* Stored data:
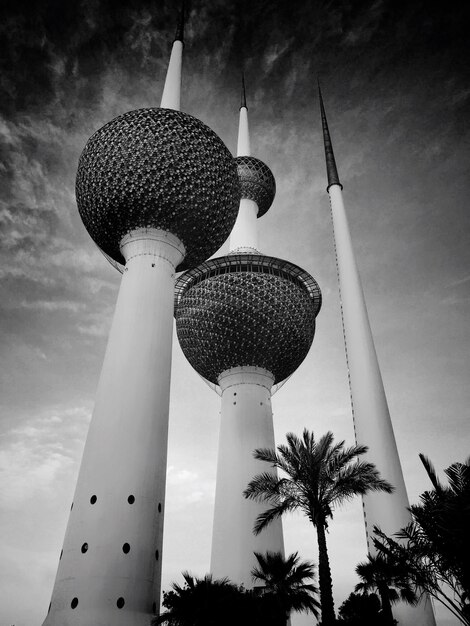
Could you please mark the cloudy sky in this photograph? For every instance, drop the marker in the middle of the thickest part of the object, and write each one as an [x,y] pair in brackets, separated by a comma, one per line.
[395,78]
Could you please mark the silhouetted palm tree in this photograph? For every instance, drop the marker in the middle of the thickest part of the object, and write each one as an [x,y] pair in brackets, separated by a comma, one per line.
[389,579]
[206,602]
[360,610]
[321,475]
[285,583]
[434,547]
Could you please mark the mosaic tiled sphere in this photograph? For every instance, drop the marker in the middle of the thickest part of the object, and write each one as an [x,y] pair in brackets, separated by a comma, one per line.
[257,182]
[247,310]
[158,168]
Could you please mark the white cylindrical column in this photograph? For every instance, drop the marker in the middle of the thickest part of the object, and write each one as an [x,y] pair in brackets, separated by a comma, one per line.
[244,235]
[243,144]
[109,571]
[246,424]
[171,97]
[372,423]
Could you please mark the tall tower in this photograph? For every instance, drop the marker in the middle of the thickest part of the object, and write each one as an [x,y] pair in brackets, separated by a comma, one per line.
[371,417]
[245,322]
[158,192]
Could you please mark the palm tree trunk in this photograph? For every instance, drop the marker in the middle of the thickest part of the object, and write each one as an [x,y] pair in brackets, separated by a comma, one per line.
[386,604]
[326,585]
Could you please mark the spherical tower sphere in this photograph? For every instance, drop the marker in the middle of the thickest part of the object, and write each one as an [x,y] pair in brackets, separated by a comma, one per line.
[158,168]
[246,310]
[256,182]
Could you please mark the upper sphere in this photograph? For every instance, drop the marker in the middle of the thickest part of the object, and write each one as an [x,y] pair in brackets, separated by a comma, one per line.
[158,168]
[257,182]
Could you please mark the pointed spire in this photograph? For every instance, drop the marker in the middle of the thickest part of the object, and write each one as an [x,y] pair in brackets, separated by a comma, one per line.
[243,100]
[179,35]
[171,97]
[243,145]
[331,169]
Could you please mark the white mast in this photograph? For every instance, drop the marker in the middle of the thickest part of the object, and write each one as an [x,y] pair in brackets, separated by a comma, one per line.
[171,97]
[371,416]
[244,236]
[246,423]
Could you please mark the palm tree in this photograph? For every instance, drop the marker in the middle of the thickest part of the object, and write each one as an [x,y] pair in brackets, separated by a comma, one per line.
[320,476]
[284,582]
[206,602]
[389,579]
[360,610]
[435,545]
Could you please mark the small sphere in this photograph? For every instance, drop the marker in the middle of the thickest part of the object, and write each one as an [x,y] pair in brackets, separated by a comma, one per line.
[247,310]
[158,168]
[257,182]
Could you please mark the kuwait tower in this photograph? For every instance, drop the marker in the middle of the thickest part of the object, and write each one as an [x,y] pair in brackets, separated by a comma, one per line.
[158,192]
[371,417]
[245,322]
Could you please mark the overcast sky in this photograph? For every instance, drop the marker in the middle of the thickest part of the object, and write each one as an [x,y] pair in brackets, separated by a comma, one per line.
[395,80]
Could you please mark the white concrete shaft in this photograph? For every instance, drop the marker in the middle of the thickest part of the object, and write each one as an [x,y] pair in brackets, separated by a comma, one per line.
[372,423]
[171,97]
[244,235]
[125,453]
[243,145]
[246,424]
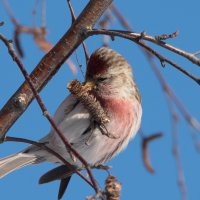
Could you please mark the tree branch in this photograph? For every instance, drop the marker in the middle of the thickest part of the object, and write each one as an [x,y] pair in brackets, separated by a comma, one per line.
[51,63]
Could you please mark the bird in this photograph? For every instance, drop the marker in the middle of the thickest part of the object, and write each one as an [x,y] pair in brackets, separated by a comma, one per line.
[112,85]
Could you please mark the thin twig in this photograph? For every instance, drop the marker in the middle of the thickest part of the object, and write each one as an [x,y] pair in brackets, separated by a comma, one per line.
[135,37]
[51,62]
[176,153]
[73,19]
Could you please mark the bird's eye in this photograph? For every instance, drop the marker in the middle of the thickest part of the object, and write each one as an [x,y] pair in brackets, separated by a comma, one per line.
[101,79]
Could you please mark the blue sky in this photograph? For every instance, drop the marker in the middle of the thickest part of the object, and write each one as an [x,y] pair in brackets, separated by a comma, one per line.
[154,17]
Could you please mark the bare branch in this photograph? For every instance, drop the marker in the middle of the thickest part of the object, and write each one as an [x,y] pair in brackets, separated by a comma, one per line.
[52,61]
[135,37]
[45,112]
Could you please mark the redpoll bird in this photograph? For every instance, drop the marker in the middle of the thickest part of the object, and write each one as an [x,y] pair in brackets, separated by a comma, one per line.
[113,86]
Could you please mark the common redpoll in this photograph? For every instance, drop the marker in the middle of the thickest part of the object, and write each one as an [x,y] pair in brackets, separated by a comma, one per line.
[114,88]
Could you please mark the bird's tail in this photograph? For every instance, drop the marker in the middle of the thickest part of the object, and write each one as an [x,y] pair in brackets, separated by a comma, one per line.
[16,161]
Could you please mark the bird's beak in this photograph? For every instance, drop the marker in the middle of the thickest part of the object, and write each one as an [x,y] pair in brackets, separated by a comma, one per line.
[89,85]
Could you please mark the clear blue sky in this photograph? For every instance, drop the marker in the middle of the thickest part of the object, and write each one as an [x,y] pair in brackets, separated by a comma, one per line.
[155,17]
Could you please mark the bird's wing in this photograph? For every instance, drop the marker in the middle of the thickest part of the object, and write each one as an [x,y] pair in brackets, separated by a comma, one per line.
[65,108]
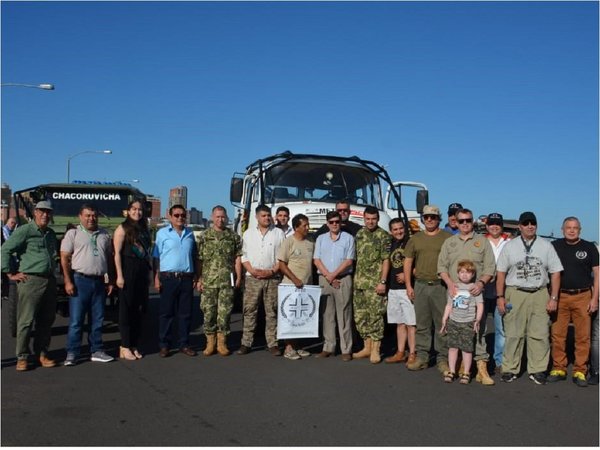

* Given request:
Print every line of the records above without changing anything, and leave the pictures out.

* Solution for this task:
Could you please mark the cloudy sky in this photograph? For every instance, drop the marker in the middle of the thickest part of the object, and write each one as an [x,y] pair in brackets, separated by a comma, one per line.
[395,78]
Could you please mark the silhouetted palm tree in this photograph? For every instance, drop the marker in the middle of the thickest part of the object, and write each one as an [x,y] pair in brackets, separated by a comma, one per line.
[389,579]
[206,602]
[360,610]
[321,475]
[285,583]
[434,547]
Could you please mark the mosaic tiled sphere in this photograph? For every instance, drop the marker in the middle of the thickest part of the object, and write each one as an [x,y] pair in brackets, separated by a comma, one per line.
[257,182]
[247,310]
[158,168]
Could you please mark the white cylindrical column in this photograph? For every instance, drop the marker in the middle of the thickest part of the object, and write each one as an [x,y] pair in brackets, separated by a comma, one per line.
[244,235]
[243,144]
[109,571]
[246,424]
[171,97]
[372,423]
Could you please mark the tall tower in this photograph? For every instance, drop the marker in the middle of the thickest part of the object, and write each one as an [x,y] pair in brackets, separated by a comma, one per line.
[371,417]
[245,322]
[158,192]
Could you please mark the palm tree trunk in this photograph? For every instance, drop the marker in the middle of the thickest part of the object, and write each one as an [x,y] pair in brackets, separated by a comma, one per line.
[386,604]
[326,585]
Could you please mark the spherical tower sphere in this photograph? For every instance, drop the marker in the middle of the thickest part of the object, and write each one as an [x,y] pair in brackets, separated by a comma, one per line.
[158,168]
[246,310]
[256,182]
Could you please mark the upper sphere in this photograph? For every instance, drop the marker in the middle of the thickest part of the object, and write each one as an [x,y] pair in brackets, separated by a comma, one per line.
[158,168]
[257,182]
Could you please mark the pointed spire in this photograph? For every instance, drop the marker in the middle of the thickest part of the object, and write each one as an [x,y] pair in brackets, separated by a comma, one per line.
[243,100]
[179,35]
[171,97]
[243,145]
[331,169]
Could you please mark the white mast in this photograph? For every instance, drop the marker in the middle of the thickest part of the object, and write each one as an [x,y] pair in brackets, separated by a comma, one per line.
[171,97]
[371,416]
[244,236]
[246,423]
Could you please mark the palm tree in this photograph? For every instance, drop the marker in the middle of the thickest part of the object, and write each one as an [x,y] pair in brackets, separated by a comma, one per line.
[320,476]
[284,582]
[206,602]
[389,579]
[360,610]
[435,545]
Could you please mark the small sphere in this photograph? For every instance, drop the marker in the middle of the thickest part of the object, and write each one as an [x,y] pair in brackets, separated by a comma, one per line.
[247,310]
[158,168]
[257,182]
Could you please mark the kuwait tower in this photograph? For every instance, drop the marker in the middle of the thickest part of the object, and write each one as an [x,y] pair in brackets, separated by a comma, one per line.
[158,192]
[371,417]
[245,322]
Could you please mark the overcast sky in this photograph? For every instance, drop the marker in the middle of the thickest part of the object, and write each one as an [x,y] pair in brackets, separated by a comma, one per line.
[395,80]
Could you please mark the white concrete shaft in this photograph? For every instance, drop the marker in the middle of the thickest part of the object, and write each one as an [x,y] pair in brackets, separated by a comma, one per line.
[372,423]
[171,97]
[244,235]
[125,453]
[243,145]
[246,424]
Could you please mark the tree branch in this photograph? For every instance, drop the marker in the middle of the thickest part of the object, and write each one as an [x,y] pair in brackets, separated by a comma, one per line.
[51,63]
Could you please mark the bird in this photograph? For every instance, drop the marker in the middle of the thickest part of the object, and write each one as an [x,y] pair in brackets, separated by a comma, one per line.
[112,85]
Could you please mark the thin twig in this photograph? For every instance, drop the marker in the middle of the thickest part of the object, and write each one as an [x,y] pair in brackets, separated by a comma, one per line.
[135,37]
[51,62]
[176,153]
[73,19]
Could you please mark the bird's eye in this photograph? For every instance, drop the marker in the middle of the thickest part of the object, and write each one as an [x,y] pair in brackets, separated by a comma, one per line.
[101,79]
Could you please mark the blue sky in this photograph? For every instance, drop the marker in the middle of the thickest part of the object, and write each one as an [x,y] pair in brackets, separated by a comma, one per line.
[154,17]
Could you please mark the bare branch in this photograph? For every instance, drop the marker in the middle of the thickest part of the object, and write each one as an [x,y] pair in brackets, separated by a comma, one per line.
[52,61]
[135,37]
[45,112]
Could you please mark the redpoll bird in this photograph? For every instance, drop the marker in the middle of the thickest part of the object, and write each one as an [x,y] pair in brackets, separated by a comma, one per line.
[113,86]
Could you please mark the common redpoll in this photograph? For every instance, drop the marker in the middle of the thickest part of the object, and write each one as an [x,y] pair in brackets, separated by a comma, one per line.
[114,88]
Could you please mark the bird's tail in this photograph? For every instance, drop the marker in the middle of the thickest part of the object, and write each one as an [x,y] pair in brackets, separated by a comma, one per line.
[16,161]
Could you please mark the bird's beak in this photograph? For every instance, drop the marker in the middle of the thickest part of the object, and write each one as an [x,y] pair in brackets, separated by a comma, one per line.
[89,85]
Could you please mark the clear blue sky in this photograph? For every instance, drop the marker in the middle of the thickest part of the object, and write each one as an [x,y] pair in brackets, separated by a comma, one per line.
[155,17]
Could you please mark the bird's wing in this photograph? For every instance, drop the marker in the middle of the thickest part of the object, and write each one as an [x,y] pair in brackets, separated by a comma, one per line.
[65,108]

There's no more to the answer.